(Collected data entries)
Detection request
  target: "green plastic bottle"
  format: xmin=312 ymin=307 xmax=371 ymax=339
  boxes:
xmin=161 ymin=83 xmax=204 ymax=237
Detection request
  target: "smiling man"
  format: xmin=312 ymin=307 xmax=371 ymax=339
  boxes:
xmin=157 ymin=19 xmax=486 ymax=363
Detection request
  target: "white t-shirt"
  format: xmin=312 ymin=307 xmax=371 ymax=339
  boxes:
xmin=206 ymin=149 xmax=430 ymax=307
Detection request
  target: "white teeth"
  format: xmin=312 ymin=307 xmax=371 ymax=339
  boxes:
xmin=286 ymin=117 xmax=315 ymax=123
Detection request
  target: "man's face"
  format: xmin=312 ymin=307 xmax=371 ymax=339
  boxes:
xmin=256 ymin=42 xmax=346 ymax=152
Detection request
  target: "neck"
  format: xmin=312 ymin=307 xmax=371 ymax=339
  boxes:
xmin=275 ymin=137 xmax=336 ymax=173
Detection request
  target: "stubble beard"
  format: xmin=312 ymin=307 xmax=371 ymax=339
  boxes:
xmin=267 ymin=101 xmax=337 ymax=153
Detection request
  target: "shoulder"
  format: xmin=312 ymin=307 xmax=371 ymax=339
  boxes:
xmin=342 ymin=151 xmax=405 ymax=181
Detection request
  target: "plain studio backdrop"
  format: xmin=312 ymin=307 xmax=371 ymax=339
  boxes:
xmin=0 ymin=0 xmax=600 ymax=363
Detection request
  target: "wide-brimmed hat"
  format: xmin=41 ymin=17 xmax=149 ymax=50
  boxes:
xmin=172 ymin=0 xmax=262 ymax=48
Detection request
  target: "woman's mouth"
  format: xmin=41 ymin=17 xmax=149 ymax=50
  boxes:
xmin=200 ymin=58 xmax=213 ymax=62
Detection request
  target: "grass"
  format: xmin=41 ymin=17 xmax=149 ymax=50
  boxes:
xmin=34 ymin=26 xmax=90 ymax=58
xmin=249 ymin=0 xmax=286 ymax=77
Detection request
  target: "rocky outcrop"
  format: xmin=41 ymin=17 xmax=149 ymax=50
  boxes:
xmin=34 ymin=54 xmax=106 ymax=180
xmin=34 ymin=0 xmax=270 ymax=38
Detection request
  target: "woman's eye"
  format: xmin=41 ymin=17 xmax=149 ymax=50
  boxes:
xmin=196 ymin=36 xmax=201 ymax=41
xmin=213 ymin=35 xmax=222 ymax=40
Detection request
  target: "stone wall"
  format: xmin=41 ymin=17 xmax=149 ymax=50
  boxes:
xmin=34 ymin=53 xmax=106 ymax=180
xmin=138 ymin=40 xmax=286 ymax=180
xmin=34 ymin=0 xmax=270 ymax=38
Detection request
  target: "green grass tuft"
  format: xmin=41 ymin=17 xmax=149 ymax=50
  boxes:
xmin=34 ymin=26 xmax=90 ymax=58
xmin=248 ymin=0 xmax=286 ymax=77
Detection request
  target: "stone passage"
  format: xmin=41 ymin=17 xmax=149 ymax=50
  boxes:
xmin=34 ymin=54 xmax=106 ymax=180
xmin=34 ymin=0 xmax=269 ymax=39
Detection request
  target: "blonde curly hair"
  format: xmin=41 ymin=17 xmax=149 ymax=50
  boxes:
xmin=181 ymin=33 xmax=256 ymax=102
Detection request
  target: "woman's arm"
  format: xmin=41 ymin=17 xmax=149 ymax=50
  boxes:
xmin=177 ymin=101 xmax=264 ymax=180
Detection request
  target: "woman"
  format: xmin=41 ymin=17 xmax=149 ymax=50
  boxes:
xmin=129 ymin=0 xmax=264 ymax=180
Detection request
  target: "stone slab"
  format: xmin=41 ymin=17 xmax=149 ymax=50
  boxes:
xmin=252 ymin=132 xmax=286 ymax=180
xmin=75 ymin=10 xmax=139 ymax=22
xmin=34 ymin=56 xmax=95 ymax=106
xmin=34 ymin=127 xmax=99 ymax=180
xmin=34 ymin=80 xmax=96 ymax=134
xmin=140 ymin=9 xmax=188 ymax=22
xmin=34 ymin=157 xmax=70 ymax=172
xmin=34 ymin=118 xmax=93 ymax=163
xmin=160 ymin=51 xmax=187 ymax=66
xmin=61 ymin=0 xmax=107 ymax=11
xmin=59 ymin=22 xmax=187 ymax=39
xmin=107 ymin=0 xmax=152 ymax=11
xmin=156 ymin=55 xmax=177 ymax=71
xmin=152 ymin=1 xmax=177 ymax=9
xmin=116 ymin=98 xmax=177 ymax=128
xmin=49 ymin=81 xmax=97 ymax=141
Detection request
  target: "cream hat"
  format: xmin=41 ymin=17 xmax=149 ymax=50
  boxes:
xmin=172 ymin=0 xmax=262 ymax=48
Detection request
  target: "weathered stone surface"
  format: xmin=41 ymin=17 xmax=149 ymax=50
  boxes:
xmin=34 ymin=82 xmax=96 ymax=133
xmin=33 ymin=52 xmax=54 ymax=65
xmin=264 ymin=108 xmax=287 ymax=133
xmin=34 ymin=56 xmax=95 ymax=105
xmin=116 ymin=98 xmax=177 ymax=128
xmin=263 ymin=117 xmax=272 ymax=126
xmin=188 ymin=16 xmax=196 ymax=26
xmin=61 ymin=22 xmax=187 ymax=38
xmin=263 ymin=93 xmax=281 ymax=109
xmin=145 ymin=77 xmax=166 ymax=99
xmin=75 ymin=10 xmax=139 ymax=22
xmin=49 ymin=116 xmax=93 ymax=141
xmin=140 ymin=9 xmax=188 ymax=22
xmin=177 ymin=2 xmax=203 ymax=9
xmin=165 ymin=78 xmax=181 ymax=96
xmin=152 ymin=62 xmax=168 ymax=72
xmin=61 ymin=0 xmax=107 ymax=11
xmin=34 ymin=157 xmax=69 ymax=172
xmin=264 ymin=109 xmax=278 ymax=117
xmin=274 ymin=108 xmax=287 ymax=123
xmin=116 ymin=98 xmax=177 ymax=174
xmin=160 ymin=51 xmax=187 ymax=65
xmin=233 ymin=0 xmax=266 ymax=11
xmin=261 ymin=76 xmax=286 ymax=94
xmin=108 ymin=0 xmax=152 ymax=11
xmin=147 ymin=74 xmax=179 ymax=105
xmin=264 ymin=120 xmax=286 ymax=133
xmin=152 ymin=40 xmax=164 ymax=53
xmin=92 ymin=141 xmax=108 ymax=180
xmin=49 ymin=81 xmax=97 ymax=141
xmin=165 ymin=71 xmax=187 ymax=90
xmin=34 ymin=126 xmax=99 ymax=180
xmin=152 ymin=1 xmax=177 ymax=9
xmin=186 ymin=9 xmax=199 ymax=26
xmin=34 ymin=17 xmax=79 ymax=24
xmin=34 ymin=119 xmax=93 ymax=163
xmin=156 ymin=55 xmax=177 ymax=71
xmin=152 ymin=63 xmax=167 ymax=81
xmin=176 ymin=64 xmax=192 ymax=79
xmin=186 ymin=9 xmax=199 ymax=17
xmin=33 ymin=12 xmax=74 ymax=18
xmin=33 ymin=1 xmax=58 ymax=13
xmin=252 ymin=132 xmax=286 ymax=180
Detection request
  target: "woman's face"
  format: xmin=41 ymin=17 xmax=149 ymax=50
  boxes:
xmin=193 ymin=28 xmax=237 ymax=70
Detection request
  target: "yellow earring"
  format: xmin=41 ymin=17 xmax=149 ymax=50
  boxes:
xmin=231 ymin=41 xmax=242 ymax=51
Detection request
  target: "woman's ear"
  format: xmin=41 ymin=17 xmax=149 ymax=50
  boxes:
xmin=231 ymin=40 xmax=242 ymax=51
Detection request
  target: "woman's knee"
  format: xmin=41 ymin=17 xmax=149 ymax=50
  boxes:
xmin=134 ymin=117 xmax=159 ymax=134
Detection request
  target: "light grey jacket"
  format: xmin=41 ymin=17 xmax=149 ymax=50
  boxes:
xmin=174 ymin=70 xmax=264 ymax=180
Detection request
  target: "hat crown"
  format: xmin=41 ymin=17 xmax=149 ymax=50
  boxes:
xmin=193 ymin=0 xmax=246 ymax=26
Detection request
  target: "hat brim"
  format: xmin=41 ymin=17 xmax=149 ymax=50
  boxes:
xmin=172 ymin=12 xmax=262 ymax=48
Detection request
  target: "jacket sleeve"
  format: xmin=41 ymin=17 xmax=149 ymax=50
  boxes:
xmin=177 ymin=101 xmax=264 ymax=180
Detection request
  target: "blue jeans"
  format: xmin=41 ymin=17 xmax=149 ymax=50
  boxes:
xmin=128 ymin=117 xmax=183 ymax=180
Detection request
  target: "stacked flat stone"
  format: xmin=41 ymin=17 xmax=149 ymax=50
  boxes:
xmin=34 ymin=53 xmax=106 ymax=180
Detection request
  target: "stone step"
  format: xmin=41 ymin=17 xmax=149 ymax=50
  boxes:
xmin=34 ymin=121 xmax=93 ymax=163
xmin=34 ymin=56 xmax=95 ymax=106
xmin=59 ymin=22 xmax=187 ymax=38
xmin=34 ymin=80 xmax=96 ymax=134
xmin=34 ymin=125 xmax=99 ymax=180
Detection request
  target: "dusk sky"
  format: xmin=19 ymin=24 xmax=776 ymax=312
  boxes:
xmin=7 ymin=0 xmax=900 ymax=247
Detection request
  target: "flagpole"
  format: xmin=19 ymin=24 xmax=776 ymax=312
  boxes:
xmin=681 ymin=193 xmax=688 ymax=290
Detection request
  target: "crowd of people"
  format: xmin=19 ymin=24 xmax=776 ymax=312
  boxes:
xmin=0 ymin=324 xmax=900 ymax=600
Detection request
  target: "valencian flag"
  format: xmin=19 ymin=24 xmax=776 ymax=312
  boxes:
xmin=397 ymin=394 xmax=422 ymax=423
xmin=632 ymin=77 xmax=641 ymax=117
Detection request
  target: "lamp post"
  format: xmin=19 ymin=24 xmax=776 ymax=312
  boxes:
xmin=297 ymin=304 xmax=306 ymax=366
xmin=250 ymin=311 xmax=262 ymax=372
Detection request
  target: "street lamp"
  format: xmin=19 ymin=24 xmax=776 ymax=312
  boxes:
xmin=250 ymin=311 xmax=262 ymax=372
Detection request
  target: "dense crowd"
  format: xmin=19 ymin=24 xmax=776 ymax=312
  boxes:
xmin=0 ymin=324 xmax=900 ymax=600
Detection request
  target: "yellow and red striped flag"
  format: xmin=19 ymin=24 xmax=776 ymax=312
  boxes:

TASK TO CARRY OUT: Please write out every line of the material again, from its start through the line with "xmin=249 ymin=0 xmax=286 ymax=77", both ends included, offsetting each bounding box coordinate in the answers by 45 and leaving all other lines unchanged.

COMPLETED EXERCISE:
Detection request
  target: "green plastic bottle"
  format: xmin=312 ymin=307 xmax=371 ymax=339
  boxes:
xmin=206 ymin=128 xmax=249 ymax=282
Detection request
  target: "smiling man"
  format: xmin=312 ymin=307 xmax=371 ymax=339
  boxes:
xmin=202 ymin=64 xmax=531 ymax=408
Detection request
  target: "white t-shirt"
  format: xmin=312 ymin=307 xmax=371 ymax=339
  boxes:
xmin=251 ymin=194 xmax=475 ymax=352
Detection request
  target: "white teeth"
  format: xmin=312 ymin=307 xmax=371 ymax=339
  boxes:
xmin=331 ymin=162 xmax=360 ymax=168
Detection request
  target: "man's face"
  format: xmin=312 ymin=307 xmax=371 ymax=339
  boxes:
xmin=301 ymin=87 xmax=391 ymax=197
Detection request
  target: "neck"
  format: xmin=312 ymin=307 xmax=371 ymax=339
  boxes:
xmin=320 ymin=182 xmax=381 ymax=218
Detection request
  target: "stubble beard"
  format: xmin=312 ymin=307 xmax=371 ymax=339
  boxes:
xmin=312 ymin=146 xmax=382 ymax=198
Detection request
  target: "shoulder"
  format: xmin=312 ymin=307 xmax=371 ymax=339
  boxes:
xmin=387 ymin=196 xmax=450 ymax=226
Detection request
  target: "plain studio backdrop"
  format: xmin=312 ymin=307 xmax=371 ymax=339
  boxes:
xmin=45 ymin=45 xmax=645 ymax=408
Detection request
  target: "wide-brimmed hat"
  format: xmin=41 ymin=17 xmax=149 ymax=50
  boxes:
xmin=217 ymin=45 xmax=307 ymax=93
Detection request
  target: "woman's mouth"
  format: xmin=41 ymin=17 xmax=149 ymax=50
  boxes:
xmin=245 ymin=103 xmax=258 ymax=107
Detection request
  target: "grass"
  format: xmin=41 ymin=17 xmax=149 ymax=50
  boxes:
xmin=79 ymin=71 xmax=135 ymax=103
xmin=294 ymin=45 xmax=331 ymax=122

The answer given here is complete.